Former Canadian Writers-in-Residence Rosemary Nixon, Larissa Lai, Ian Williams, Sara Tilley, and Deborah Willis

About the program

The Calgary Distinguished Writers Program strives to advance the careers of Canadian writers, invigorate the Calgary writing community, and enhance the activities of the Faculty of Arts and the Department of English. The program achieves its objectives through two annual residency programs: one for an emerging Canadian writer, and one for a distinguished writer of international stature.

Since its inception in 1993, the program has brought to Calgary two Nobel Laureates—Derek Walcott and Wole Soyinka—and such literary luminaries as Zadie Smith, Neil Gaiman, Oliver Sacks, Timothy Findley, Thomas King, Ursula K. Le Guin, Alberto Manguel, Margaret MacMillan, Michael Ondaatje, and Pulitzer Prize-winning author and illustrator Art Spiegelman, among others.

Selected timeline

Since 1993, the Calgary Distinguished Writers Program has brought outstanding writers to Calgary, many of whom have gone on to achieve incredible things. Below are just a few of the highlights from our writers-in-residence.

Stored records
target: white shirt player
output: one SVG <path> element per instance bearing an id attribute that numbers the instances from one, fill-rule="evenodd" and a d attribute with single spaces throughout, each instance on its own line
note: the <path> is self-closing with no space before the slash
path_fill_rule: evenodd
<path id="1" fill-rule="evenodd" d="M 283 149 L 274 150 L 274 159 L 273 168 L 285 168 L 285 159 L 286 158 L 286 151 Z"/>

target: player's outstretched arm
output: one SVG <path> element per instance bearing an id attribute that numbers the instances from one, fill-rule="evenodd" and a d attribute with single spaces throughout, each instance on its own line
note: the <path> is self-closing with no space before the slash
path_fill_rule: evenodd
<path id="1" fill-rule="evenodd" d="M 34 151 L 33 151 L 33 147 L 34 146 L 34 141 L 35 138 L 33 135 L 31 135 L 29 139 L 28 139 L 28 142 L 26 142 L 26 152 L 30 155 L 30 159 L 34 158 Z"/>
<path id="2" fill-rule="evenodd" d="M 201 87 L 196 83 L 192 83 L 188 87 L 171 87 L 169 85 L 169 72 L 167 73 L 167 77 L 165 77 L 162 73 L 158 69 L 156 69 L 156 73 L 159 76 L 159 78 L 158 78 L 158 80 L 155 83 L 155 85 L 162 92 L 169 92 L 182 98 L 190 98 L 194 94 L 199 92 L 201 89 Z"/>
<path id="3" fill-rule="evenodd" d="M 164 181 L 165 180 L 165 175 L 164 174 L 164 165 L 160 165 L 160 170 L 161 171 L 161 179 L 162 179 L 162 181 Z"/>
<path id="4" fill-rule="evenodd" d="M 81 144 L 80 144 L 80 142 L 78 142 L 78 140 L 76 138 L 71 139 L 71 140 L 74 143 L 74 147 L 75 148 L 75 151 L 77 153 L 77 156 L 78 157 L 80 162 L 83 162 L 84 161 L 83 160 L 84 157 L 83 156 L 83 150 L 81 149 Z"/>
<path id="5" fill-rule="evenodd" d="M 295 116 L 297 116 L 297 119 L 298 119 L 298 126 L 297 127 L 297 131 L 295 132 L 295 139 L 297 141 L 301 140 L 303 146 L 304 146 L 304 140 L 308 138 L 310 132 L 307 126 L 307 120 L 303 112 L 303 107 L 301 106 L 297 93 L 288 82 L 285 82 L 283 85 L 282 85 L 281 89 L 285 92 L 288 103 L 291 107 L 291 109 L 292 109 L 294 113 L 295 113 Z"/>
* * *
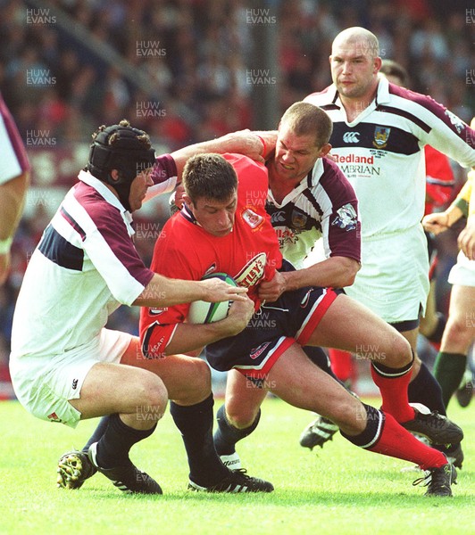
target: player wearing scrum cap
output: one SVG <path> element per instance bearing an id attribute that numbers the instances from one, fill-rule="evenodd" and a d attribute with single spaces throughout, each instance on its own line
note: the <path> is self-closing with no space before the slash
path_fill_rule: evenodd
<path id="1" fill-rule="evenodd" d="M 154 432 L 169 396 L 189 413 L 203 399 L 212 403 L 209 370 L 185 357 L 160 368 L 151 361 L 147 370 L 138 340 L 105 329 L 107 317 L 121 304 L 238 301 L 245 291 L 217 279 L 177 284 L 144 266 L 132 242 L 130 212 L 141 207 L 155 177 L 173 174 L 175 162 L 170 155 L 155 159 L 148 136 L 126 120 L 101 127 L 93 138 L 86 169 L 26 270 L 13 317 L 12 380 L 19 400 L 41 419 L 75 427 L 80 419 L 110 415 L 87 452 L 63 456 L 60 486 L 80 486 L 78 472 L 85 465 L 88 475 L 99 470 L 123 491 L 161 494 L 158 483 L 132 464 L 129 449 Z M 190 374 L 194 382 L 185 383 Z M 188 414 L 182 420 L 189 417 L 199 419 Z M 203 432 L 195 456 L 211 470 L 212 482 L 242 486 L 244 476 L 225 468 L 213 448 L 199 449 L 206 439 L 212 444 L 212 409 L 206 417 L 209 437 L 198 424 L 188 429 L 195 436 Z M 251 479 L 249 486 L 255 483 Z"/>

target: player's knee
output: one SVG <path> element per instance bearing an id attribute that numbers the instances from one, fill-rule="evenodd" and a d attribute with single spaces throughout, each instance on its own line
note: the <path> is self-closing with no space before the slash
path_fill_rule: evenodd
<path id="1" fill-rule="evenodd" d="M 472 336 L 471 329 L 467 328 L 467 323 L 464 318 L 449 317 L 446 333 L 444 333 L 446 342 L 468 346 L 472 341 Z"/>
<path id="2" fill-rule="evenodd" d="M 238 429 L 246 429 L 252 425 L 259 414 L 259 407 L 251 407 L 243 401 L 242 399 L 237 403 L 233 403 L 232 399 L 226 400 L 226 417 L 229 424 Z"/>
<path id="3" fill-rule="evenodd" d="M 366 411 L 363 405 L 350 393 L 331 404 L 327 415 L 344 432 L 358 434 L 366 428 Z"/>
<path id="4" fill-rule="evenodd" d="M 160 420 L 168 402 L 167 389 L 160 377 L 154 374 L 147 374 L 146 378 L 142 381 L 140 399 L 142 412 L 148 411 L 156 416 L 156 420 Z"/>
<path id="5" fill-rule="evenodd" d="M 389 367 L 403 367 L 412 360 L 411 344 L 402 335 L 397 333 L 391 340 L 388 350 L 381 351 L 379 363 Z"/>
==
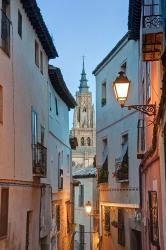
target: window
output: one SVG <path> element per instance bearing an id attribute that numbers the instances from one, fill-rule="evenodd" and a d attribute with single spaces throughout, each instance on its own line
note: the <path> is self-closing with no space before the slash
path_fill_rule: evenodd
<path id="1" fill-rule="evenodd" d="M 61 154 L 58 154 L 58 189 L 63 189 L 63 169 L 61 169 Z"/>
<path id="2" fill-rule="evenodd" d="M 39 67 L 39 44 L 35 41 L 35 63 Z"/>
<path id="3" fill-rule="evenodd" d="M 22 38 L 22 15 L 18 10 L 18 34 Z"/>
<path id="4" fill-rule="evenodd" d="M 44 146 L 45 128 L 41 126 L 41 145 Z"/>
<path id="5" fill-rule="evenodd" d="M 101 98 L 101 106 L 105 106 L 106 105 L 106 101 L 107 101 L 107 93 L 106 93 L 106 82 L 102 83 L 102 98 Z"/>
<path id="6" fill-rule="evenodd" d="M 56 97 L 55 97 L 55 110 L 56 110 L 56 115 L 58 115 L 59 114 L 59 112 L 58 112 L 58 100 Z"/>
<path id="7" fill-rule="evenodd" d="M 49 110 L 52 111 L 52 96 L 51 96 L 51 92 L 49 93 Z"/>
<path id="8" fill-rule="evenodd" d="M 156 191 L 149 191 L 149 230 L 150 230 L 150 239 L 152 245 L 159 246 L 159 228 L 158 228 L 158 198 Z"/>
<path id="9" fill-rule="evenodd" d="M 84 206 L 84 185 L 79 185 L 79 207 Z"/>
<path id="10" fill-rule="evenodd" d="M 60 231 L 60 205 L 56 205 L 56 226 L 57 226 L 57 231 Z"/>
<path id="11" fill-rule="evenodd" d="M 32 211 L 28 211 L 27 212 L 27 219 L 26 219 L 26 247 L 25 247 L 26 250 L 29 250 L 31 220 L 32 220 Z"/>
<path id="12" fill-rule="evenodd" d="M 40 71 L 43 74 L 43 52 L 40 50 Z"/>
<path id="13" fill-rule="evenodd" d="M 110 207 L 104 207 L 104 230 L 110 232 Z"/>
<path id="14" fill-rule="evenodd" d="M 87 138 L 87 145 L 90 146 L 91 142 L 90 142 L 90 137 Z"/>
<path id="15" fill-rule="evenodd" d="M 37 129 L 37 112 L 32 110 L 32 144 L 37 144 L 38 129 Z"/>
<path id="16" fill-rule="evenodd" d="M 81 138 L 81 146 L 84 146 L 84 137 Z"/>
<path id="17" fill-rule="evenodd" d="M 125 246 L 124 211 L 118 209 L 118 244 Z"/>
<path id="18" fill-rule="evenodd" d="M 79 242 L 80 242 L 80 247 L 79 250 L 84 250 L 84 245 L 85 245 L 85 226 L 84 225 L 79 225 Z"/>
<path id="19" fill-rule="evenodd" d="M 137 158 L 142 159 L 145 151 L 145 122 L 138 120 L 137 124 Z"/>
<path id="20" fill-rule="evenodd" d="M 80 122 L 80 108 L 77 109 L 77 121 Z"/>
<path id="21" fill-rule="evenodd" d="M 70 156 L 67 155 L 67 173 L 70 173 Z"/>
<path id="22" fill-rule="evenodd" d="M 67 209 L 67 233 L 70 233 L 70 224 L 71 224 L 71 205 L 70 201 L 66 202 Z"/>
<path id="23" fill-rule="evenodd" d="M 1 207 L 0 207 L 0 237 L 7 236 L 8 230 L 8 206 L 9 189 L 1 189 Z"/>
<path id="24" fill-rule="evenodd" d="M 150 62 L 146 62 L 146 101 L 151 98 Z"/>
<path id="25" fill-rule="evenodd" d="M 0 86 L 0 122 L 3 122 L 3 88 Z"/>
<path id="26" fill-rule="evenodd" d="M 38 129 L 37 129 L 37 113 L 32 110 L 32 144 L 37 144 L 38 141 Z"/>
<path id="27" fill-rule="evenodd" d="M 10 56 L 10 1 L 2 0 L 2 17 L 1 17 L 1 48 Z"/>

Task set:
**A)** From the program overview, extract the words between "Former Canadian Writers-in-Residence" and "Spiegelman, among others.", inclusive.
**B)** Render this sentence from the program overview in French: "The program achieves its objectives through two annual residency programs: one for an emerging Canadian writer, and one for a distinguished writer of international stature."
Work only from the program overview and not from the listing.

Solutions in order:
**A)**
Former Canadian Writers-in-Residence Rosemary Nixon, Larissa Lai, Ian Williams, Sara Tilley, and Deborah Willis

About the program

The Calgary Distinguished Writers Program strives to advance the careers of Canadian writers, invigorate the Calgary writing community, and enhance the activities of the Faculty of Arts and the Department of English. The program achieves its objectives through two annual residency programs: one for an emerging Canadian writer, and one for a distinguished writer of international stature.

Since its inception in 1993, the program has brought to Calgary two Nobel Laureates—Derek Walcott and Wole Soyinka—and such literary luminaries as Zadie Smith, Neil Gaiman, Oliver Sacks, Timothy Findley, Thomas King, Ursula K. Le Guin, Alberto Manguel, Margaret MacMillan, Michael Ondaatje, and Pulitzer Prize-winning author and illustrator Art Spiegelman, among others.

**B)** Le programme atteint ses objectifs grâce à deux programmes de résidence annuels : l'un destiné à un écrivain canadien émergent, et l'autre à un écrivain distingué de stature internationale.